#### Page excerpt:
◆ ◆ ◆

One possible mechanism of stressors influencing biological pathways involves stimulation of the hypothalamus, CRF (corticotropin release factor) causing the pituitary gland to releases ACTH (adrenocorticotropic hormone), which causes the adrenal cortex to secrete various stress hormones (e.g., cortisol). Stress hormones travel in the blood stream to relevant organs, e.g., glands, heart, intestines, triggering a flight-or-fight response. Between this flow there is an alternate path that can be taken after the stressor is transferred to the hypothalamus, which leads to the sympathetic nervous system; after which the adrenal medulla secretes epinephrine.

==Predictability and controllability==

When individuals are informed about events before they occur, the magnitude of the stressor is less than when compared to individuals who were not informed of the stressor. For example, an individual would prefer to know when they have a deadline ahead of time in order to prepare for it in advance, rather than find out about the deadline the day of. In knowing that there is a deadline ahead of time, the intensity of the stressor is smaller for the individual, as opposed to the magnitude of intensity for the other unfortunate individual who found out about the deadline the day of. When this was tested, psychologists found that when given the choice, individuals had a preference for the predictable stressors, rather than the unpredictable stressors. The pathologies caused by the lack of predictability are experienced by some individuals working in fields of emergency medicine, military defense, disaster response and others.

Additionally, the degree to which the stressor can be controlled plays a variable in how the individual perceives stress. Research has found that if an individual is able to take some control over the stressor, then the level of stress will be decreased. During this study, it was found that the individuals become increasingly anxious and distressed if they were unable to control their environment. As an example, imagine an individual who detests baths in the Middle Ages, taking a bath. If the individual was forced to take the bath with no control over the temperature of the bath (one of the variables), then their anxiety and stress levels would be higher than if the individual was given some control over the environment (such as being able to control the temperature of the water).

Based on these two principles (predictability and control), there are two hypotheses that attempt to account for these preferences; the preparatory response hypothesis and safety hypothesis attempt to accommodate these preferences.

==Preparatory response hypothesis==

The idea behind this hypothesis is that an organism can better prepare for an event if they are informed beforehand, as this allows them to prepare for it (biologically). In biologically preparing for this event beforehand, the individual is able to better decrease the event's aversiveness. In knowing when a potential stressor will occur (such as an exam), the individual could, in theory, prepare for it in advance, thus decreasing the stress that may result from that event.

==Safety hypothesis==

In this hypothesis, there are two time periods, one in which is deemed safe (where there is no stressor), and one which is deemed unsafe (in which the stressor is present). This is similar to procrastination and cramming; during the safe intervals (weeks before an exam) the individual is relaxed and not anxious, and during the unsafe intervals (the day or night before the exam) the individual most likely experiences anxiety.

◆ ◆ ◆

#### Records taken from a collection:
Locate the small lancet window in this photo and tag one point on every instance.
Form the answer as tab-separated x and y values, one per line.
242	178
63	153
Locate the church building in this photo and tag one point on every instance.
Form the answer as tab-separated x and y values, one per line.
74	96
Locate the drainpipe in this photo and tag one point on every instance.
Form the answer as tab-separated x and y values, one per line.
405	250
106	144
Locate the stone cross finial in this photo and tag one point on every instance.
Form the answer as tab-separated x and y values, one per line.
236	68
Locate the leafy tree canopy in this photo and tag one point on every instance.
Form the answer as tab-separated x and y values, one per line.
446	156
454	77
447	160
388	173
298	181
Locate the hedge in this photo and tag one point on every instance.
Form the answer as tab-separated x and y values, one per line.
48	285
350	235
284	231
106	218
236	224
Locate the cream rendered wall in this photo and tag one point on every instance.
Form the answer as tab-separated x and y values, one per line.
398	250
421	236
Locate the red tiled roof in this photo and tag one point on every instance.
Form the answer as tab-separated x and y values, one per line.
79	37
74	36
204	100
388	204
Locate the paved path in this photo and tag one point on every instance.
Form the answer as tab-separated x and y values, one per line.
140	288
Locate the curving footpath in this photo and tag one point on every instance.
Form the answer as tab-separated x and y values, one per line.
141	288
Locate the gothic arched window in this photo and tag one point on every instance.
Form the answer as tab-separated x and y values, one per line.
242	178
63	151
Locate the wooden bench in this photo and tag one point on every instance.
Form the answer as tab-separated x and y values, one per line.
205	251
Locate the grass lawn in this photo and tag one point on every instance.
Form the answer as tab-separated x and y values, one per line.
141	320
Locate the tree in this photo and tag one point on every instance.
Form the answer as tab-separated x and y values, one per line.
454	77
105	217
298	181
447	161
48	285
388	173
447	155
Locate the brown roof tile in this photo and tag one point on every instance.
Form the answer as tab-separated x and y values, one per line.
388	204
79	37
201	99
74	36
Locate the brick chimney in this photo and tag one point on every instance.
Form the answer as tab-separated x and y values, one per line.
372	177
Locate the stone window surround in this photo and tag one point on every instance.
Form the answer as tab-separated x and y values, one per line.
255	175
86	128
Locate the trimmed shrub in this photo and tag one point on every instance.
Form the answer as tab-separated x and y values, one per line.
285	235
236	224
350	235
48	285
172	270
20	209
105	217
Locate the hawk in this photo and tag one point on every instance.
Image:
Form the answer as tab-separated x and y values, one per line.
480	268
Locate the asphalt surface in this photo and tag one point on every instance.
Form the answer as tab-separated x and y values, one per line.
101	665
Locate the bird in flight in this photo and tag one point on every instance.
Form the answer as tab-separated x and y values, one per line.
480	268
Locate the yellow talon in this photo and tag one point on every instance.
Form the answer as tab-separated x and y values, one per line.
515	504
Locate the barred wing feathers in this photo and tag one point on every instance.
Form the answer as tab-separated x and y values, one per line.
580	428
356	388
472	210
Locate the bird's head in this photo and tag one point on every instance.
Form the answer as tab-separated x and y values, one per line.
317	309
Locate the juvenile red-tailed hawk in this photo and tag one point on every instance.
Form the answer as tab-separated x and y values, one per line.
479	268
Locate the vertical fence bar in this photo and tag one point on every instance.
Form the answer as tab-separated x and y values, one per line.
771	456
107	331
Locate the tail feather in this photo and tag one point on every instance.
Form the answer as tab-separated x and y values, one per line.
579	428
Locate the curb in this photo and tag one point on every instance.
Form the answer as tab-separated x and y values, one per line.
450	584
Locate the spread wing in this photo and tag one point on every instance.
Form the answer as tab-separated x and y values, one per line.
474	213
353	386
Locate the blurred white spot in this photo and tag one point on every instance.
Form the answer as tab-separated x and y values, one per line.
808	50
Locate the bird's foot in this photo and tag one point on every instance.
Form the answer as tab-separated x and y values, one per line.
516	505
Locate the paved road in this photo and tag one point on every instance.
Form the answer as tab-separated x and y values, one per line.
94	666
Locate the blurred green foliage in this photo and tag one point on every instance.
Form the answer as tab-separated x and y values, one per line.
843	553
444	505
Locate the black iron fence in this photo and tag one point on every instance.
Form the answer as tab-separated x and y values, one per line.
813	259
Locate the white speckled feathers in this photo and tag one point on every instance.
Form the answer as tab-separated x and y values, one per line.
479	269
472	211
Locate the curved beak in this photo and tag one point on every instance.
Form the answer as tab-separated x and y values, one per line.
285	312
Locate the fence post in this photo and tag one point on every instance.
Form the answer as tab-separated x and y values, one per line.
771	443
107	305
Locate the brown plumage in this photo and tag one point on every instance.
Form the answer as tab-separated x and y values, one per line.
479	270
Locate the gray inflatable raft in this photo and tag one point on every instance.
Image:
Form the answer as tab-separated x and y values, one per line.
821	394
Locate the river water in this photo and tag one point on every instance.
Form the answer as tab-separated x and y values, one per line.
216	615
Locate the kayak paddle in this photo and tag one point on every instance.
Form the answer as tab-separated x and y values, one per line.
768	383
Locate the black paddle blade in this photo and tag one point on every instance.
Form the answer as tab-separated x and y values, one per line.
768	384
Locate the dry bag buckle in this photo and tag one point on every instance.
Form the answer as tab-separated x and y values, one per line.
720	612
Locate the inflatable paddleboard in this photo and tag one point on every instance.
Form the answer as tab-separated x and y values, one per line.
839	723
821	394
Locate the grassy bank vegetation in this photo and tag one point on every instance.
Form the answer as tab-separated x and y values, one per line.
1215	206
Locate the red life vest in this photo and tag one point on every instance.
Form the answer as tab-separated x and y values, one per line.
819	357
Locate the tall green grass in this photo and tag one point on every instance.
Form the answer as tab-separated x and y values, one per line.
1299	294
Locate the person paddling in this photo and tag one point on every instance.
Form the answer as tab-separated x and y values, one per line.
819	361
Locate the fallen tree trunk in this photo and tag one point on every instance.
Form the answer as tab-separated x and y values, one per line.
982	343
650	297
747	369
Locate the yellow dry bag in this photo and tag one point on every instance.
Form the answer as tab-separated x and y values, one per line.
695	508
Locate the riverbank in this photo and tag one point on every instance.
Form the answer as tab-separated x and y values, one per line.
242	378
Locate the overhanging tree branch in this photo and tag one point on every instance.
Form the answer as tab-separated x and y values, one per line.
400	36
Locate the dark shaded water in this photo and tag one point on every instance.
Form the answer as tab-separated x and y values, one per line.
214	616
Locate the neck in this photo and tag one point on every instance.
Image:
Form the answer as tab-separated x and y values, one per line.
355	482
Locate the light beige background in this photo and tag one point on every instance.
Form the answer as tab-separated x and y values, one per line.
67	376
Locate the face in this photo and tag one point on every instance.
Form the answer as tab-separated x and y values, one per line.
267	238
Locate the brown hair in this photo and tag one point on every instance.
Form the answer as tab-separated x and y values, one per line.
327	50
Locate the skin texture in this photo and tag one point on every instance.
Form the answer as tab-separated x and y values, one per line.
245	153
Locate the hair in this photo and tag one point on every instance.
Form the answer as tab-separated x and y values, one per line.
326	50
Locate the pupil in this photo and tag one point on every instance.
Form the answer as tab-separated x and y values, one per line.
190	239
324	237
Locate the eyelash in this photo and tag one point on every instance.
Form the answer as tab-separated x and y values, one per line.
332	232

◆ ◆ ◆

#### What you need to do:
**1.** According to the stress excerpt, what does the adrenal medulla secrete?
**2.** Write out the part of the stress excerpt starting with "Based on these" and going on through "from that event.".
Work only from the stress excerpt, not the entries.

#### Results for the exercise:
**1.** Epinephrine.

**2.**
Based on these two principles (predictability and control), there are two hypotheses that attempt to account for these preferences; the preparatory response hypothesis and safety hypothesis attempt to accommodate these preferences.

==Preparatory response hypothesis==

The idea behind this hypothesis is that an organism can better prepare for an event if they are informed beforehand, as this allows them to prepare for it (biologically). In biologically preparing for this event beforehand, the individual is able to better decrease the event's aversiveness. In knowing when a potential stressor will occur (such as an exam), the individual could, in theory, prepare for it in advance, thus decreasing the stress that may result from that event.